• Task description: Below are some records. Copy every line in them that holds "then".

• Records for processing:
=== Begin Enclosure ===

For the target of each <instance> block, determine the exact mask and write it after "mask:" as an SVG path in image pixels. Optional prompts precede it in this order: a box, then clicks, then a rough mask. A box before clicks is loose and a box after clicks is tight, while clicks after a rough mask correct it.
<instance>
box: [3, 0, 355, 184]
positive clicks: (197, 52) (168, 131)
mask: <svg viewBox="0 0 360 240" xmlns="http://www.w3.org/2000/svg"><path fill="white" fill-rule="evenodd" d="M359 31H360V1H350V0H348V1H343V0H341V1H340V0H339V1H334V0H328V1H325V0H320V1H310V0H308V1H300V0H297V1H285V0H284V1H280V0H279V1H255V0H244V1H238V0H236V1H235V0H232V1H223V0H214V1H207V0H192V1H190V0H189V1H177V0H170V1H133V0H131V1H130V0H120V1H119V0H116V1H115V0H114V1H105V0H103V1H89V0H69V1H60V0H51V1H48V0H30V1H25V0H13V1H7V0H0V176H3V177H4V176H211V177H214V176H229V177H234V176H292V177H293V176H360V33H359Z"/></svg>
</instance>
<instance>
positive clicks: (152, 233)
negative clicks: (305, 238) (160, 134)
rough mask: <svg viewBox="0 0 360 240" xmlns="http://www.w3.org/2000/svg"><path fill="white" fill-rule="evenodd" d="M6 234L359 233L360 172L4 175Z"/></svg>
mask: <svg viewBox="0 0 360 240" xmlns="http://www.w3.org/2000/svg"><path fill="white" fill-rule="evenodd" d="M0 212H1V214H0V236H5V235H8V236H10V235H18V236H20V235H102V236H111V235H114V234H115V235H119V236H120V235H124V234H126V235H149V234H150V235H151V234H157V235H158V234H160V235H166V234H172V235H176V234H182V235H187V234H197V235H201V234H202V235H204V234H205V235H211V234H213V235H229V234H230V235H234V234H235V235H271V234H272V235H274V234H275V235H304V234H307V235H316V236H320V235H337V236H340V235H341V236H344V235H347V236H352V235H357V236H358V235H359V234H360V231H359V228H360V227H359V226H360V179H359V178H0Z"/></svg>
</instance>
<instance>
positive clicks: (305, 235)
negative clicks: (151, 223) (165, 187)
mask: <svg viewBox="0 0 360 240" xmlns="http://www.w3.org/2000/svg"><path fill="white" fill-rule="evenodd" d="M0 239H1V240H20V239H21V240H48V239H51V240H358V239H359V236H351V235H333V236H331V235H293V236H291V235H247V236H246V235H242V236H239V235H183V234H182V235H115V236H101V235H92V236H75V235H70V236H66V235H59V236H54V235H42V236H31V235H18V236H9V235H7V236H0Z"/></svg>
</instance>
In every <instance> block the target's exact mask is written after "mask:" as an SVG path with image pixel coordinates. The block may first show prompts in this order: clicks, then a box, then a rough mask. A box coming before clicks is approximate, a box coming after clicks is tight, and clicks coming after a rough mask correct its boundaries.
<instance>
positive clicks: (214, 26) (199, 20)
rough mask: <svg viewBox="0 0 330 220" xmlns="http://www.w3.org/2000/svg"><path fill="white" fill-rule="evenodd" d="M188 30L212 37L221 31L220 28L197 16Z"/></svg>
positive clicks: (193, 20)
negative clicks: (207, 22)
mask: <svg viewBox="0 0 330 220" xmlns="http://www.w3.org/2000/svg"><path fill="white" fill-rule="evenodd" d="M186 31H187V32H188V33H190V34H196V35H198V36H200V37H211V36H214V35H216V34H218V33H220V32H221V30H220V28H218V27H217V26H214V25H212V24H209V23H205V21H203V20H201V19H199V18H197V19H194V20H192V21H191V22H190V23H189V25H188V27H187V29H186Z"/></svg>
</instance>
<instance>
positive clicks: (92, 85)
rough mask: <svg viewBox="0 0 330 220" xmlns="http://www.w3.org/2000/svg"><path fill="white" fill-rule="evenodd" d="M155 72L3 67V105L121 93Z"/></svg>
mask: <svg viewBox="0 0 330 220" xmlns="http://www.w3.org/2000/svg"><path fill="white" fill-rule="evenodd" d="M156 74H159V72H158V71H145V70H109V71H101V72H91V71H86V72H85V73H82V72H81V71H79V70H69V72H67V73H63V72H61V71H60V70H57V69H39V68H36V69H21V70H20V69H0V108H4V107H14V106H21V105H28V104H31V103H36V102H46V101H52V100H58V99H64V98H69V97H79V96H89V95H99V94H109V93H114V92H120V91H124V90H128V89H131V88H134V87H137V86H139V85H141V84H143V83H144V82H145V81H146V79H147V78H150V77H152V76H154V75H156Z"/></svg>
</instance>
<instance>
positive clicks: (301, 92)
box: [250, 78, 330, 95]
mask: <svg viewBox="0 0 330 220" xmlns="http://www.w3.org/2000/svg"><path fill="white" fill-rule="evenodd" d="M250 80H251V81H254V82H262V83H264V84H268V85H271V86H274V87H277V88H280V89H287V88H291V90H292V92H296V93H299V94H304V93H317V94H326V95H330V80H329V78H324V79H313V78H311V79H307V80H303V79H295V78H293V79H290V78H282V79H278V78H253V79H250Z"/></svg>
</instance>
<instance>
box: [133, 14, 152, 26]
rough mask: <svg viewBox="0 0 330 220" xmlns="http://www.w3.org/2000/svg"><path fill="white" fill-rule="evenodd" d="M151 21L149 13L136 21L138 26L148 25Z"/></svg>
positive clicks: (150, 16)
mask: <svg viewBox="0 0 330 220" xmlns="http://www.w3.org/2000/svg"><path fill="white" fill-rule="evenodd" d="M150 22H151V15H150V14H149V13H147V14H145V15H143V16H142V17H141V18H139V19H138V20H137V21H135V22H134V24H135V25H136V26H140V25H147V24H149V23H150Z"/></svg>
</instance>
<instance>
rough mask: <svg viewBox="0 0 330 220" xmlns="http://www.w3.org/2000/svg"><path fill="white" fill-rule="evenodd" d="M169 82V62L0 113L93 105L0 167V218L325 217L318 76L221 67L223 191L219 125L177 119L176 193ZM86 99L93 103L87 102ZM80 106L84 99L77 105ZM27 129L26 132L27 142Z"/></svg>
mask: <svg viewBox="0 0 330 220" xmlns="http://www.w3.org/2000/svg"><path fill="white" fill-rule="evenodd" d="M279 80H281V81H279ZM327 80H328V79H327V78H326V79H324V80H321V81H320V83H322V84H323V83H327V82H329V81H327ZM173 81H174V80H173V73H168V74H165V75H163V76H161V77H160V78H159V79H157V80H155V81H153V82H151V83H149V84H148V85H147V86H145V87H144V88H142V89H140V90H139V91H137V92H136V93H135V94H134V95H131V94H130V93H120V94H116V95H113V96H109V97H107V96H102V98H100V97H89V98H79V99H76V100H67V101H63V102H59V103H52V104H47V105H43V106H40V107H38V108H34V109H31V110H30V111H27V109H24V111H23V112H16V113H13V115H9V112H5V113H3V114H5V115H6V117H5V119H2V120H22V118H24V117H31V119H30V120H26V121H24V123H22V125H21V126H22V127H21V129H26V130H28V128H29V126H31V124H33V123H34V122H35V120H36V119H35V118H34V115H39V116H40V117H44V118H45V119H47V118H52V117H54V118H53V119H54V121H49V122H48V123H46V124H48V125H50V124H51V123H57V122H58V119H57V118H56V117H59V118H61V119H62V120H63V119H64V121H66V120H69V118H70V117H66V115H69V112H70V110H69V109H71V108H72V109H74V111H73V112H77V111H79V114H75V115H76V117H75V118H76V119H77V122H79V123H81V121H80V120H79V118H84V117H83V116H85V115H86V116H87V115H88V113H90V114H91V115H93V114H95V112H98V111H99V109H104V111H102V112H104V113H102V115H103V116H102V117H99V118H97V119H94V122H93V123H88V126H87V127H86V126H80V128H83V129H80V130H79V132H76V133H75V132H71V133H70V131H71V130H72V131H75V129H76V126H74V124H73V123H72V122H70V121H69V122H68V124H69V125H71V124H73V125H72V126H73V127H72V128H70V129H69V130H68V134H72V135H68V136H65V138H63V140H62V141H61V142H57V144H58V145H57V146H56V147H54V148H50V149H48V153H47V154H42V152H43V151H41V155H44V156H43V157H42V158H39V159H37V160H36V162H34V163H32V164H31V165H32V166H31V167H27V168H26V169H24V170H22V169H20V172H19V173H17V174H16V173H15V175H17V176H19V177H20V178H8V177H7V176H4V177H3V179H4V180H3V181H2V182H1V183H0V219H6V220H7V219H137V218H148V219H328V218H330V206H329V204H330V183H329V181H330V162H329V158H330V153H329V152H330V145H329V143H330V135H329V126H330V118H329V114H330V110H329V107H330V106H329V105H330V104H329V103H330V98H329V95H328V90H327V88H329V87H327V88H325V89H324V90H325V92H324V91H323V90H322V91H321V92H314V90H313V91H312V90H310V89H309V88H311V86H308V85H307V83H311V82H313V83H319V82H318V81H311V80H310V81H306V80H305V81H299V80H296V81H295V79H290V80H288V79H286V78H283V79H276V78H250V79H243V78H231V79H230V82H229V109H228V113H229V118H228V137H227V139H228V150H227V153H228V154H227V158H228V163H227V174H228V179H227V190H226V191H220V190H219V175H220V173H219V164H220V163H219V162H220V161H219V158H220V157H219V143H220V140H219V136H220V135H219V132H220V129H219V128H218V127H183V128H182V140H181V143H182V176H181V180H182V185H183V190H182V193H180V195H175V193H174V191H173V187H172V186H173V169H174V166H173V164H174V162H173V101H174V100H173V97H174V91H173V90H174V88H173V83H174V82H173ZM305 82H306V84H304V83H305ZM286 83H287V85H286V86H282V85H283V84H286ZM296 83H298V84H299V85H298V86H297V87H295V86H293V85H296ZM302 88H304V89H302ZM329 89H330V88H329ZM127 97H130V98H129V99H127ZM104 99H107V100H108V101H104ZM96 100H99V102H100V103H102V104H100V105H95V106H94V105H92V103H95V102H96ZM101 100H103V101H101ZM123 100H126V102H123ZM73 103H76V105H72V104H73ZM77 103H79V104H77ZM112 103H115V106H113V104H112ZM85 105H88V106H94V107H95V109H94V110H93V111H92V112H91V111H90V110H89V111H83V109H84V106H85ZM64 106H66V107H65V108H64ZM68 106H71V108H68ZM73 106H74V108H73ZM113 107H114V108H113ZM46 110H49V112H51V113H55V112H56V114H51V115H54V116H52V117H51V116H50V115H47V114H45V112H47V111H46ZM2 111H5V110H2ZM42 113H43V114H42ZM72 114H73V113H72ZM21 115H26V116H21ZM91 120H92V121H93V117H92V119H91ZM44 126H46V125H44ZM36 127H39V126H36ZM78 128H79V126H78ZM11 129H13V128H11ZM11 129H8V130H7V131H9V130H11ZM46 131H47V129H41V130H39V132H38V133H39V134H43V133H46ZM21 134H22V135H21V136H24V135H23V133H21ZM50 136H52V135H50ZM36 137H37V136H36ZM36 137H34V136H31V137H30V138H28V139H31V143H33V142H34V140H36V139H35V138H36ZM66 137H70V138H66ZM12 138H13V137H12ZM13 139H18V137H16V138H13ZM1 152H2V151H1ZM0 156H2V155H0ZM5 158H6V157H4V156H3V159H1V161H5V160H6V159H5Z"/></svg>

=== End Enclosure ===

• Problem solution:
For the target of each <instance> block, determine the exact mask and write it after "mask:" as an SVG path in image pixels. Optional prompts precede it in this order: a box, then clicks, then a rough mask. A box before clicks is loose and a box after clicks is tight, while clicks after a rough mask correct it.
In every <instance> block the target's exact mask is written after "mask:" as an SVG path with image pixel coordinates. The block may first show prompts in this order: clicks, then a box, then a rough mask. A box coming before clicks is approximate, a box coming after clicks is tight, and clicks coming after a rough mask correct its boundaries.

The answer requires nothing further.